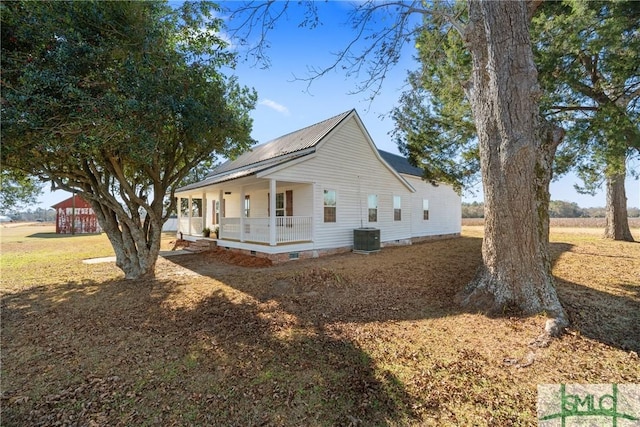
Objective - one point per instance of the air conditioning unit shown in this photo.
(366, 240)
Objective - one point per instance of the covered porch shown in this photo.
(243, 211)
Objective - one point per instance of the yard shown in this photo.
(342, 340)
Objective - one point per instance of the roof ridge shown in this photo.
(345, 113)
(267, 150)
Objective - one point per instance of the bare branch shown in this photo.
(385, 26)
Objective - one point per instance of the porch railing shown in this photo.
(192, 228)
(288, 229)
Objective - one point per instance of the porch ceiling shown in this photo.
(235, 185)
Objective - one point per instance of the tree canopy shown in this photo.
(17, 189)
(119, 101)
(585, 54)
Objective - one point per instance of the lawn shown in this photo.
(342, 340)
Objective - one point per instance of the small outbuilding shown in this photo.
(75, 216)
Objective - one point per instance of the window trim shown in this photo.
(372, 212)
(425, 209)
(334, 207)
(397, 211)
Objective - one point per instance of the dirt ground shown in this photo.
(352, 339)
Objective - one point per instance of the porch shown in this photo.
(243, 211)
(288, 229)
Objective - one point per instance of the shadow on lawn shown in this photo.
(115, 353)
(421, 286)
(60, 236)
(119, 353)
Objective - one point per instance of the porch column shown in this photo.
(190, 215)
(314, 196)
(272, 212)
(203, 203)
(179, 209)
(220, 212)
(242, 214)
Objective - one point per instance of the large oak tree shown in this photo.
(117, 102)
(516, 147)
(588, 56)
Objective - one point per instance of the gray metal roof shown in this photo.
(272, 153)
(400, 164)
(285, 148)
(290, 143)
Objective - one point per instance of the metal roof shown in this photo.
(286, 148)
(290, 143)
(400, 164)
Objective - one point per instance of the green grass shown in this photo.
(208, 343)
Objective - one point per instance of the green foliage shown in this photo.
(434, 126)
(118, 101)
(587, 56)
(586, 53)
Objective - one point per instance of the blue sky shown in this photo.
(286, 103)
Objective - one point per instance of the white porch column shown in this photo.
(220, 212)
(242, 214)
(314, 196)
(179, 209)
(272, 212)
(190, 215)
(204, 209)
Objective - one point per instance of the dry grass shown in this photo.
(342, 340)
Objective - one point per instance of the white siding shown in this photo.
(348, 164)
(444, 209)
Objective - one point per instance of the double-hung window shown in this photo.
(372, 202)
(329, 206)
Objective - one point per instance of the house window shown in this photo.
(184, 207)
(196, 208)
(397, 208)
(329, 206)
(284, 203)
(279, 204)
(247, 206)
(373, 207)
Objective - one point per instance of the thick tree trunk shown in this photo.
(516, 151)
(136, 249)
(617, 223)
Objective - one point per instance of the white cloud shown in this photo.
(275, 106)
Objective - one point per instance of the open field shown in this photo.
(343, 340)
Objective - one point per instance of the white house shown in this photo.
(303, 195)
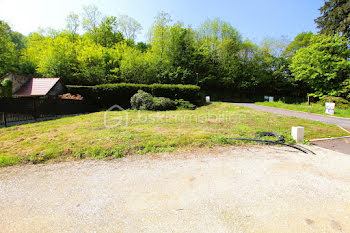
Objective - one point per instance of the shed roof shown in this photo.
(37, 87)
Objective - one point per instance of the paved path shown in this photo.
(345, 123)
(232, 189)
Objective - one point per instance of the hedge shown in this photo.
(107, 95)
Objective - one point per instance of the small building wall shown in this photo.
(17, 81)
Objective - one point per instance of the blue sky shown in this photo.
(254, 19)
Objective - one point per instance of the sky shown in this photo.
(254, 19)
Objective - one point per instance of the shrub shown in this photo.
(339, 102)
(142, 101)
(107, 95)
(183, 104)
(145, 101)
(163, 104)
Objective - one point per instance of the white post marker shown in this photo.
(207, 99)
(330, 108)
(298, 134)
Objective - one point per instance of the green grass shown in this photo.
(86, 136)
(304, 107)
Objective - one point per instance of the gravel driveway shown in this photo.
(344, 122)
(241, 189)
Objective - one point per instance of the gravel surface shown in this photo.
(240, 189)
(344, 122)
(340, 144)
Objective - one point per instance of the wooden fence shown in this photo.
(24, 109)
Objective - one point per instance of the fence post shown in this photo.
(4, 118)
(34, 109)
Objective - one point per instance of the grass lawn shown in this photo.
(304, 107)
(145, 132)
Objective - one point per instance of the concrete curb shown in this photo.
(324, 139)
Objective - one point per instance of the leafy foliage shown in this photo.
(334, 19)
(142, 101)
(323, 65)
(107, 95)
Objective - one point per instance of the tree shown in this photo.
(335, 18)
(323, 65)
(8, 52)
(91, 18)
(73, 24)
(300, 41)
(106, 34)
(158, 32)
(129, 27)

___

GOAL OF THE EXERCISE | Give back, unchanged, every line from the one with "Objective - one point per instance of the white post" to the end of the entries above.

RESPONSE TO THIS TASK |
Objective - one point per instance of the white post marker shown in this photo.
(207, 99)
(330, 108)
(298, 134)
Objective - one point per instance of the green grass shown in this photo.
(86, 136)
(304, 107)
Objective - one point per instance of the gravel driveway shown in this photo.
(344, 122)
(241, 189)
Objective - one point per instance of the gravel surface shown in this photo.
(240, 189)
(344, 122)
(340, 144)
Objective - one point per instance of the wooden fence shown in this photo.
(24, 109)
Objective - one point per instance of the fence post shown in this photo.
(4, 118)
(34, 109)
Objective - one point per instance of the grass lawn shown in this photo.
(304, 107)
(145, 132)
Objective - one point per instance of the concrete curb shown in this photo.
(324, 139)
Objective - one point per instance of the leafy foliage shown in this photo.
(334, 19)
(142, 101)
(323, 65)
(107, 95)
Objective - one point per instance of the tree shown in this photo.
(335, 18)
(323, 65)
(8, 52)
(91, 18)
(73, 24)
(300, 41)
(106, 34)
(158, 32)
(129, 27)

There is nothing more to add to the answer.